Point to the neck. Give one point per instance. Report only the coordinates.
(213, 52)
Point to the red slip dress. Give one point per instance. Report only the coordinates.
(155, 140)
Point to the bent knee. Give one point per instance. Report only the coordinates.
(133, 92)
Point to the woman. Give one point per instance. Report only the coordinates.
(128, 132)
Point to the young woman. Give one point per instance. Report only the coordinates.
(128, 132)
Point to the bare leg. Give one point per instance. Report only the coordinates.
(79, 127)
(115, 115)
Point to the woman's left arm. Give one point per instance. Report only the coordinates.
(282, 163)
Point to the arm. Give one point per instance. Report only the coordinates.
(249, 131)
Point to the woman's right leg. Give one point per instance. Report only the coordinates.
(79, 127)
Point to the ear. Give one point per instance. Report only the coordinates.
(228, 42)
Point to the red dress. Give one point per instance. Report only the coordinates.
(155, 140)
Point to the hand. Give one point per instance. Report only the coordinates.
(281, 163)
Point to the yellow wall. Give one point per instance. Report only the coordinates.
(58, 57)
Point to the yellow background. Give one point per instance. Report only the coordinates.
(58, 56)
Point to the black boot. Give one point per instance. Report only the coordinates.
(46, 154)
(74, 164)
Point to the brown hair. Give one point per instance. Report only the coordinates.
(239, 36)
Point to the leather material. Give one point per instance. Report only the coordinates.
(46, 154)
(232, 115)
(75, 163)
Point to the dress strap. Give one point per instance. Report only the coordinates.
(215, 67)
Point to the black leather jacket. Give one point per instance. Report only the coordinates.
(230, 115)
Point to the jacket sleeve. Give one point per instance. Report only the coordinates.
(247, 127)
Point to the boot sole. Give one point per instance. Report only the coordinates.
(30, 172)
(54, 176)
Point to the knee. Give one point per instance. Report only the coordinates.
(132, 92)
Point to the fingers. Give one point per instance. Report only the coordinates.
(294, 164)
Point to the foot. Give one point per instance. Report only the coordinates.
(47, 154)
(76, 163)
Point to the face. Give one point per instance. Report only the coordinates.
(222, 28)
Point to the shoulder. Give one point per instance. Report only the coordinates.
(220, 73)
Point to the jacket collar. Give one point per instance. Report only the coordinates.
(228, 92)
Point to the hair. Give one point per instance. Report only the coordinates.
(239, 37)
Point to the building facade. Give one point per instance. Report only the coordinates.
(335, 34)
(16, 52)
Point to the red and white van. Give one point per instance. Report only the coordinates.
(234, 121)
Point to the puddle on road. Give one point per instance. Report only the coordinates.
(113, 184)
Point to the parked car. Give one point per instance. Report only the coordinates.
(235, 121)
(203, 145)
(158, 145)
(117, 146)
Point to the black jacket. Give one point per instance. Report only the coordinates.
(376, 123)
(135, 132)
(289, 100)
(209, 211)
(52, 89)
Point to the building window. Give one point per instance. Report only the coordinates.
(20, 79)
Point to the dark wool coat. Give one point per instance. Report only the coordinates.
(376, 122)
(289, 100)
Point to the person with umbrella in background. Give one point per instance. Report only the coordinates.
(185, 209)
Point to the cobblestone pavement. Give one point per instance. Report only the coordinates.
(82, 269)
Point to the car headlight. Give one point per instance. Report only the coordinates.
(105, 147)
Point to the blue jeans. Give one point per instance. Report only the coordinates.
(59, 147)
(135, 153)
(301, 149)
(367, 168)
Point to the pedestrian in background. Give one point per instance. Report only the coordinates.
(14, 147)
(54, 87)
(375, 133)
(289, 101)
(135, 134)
*****
* _What this task involves_
Please copy out each record, character for character.

* _Response area_
Point to the neck. Give one point per instance. Report only the coordinates.
(213, 52)
Point to the red slip dress. Give one point per instance. Report only the coordinates.
(155, 140)
Point to the bent knee. Give one point per instance. Report only the coordinates.
(133, 92)
Point to the woman. Give one point per instance. Report only the coordinates.
(128, 132)
Point to the young woman. Give one point per instance. Report only the coordinates.
(128, 132)
Point to the bare leg. Give one point per instance. Report only the coordinates.
(79, 127)
(115, 115)
Point to the woman's left arm. Give one point per instance. Report only the coordinates.
(282, 163)
Point to the arm. Give one point per instance. Report only the coordinates.
(249, 131)
Point to the woman's right leg. Give one point per instance. Report only the coordinates.
(79, 127)
Point to the ear. Give one point per instance. Report only the coordinates.
(228, 42)
Point to the red dress. Give one point per instance. Report only the coordinates.
(155, 140)
Point to the hand. Give one point per instance. Report only the coordinates.
(281, 163)
Point to the yellow wall. Give one point per instance. Report only the coordinates.
(58, 57)
Point to the yellow background. Give one point per instance. Report only the coordinates.
(58, 56)
Point to the black boot. Give one point per instance. Report only the coordinates.
(46, 154)
(74, 164)
Point to the brown hair. Give one point per instance. Report only the coordinates.
(239, 36)
Point to the leather material. Give one point per instance. Report only the coordinates.
(46, 154)
(232, 115)
(75, 163)
Point to the dress strap. Give one point per instance. Report only the coordinates.
(215, 67)
Point to the black leather jacket. Give one point per instance. Report only the coordinates.
(230, 115)
Point to the jacket sleeve. Give one point per instance. Report only the coordinates.
(247, 127)
Point to the boot sole. Give one point per instance. Report only the coordinates.
(30, 172)
(54, 176)
Point to the knee. Give one point per instance. Report only the coordinates.
(132, 92)
Point to the fingers. Give one point per instance. Report only the coordinates.
(294, 164)
Point to the foot. Give one point per instance. Report only the coordinates.
(47, 154)
(76, 163)
Point to the face. Give one point per instance. Report only the coordinates.
(222, 28)
Point to the shoulder. Give one point per instance. Report only the coordinates.
(220, 73)
Point to the jacket collar. Give one point per instance. Report only the coordinates.
(228, 92)
Point to the hair. Give one point per instance. Report only the coordinates.
(239, 37)
Point to the building facade. Give one point per instance. Report only the coordinates.
(335, 34)
(16, 52)
Point to the red and white van. Give one point per instance. Report only the coordinates.
(234, 121)
Point to the puddle on road. Give one point per instance. Report only the coordinates.
(113, 184)
Point to the parked car. Give one point per instance. Report only the coordinates.
(235, 121)
(203, 145)
(158, 145)
(117, 146)
Point to the black jacket. Give one point per instance. Report only the coordinates.
(376, 123)
(135, 132)
(289, 100)
(209, 211)
(52, 89)
Point to the building window. Give one point per instance. Report only the coordinates.
(20, 79)
Point to the dark wool coat. Give one point per instance. Report only the coordinates.
(376, 122)
(289, 100)
Point to the person with umbrella in background. Give one point per instance. Report only the coordinates.
(185, 209)
Point to the cobblestone pavement. Give one point per instance. Report only the coordinates.
(82, 269)
Point to the car headlight. Give one point per instance. Report only the coordinates.
(105, 147)
Point to the blue jeans. Give one point per instance. Report only the coordinates.
(59, 147)
(135, 153)
(301, 149)
(367, 168)
Point to the pedestrian in background. Give one point per instance. Report only the coordinates.
(14, 147)
(54, 87)
(375, 133)
(289, 101)
(135, 134)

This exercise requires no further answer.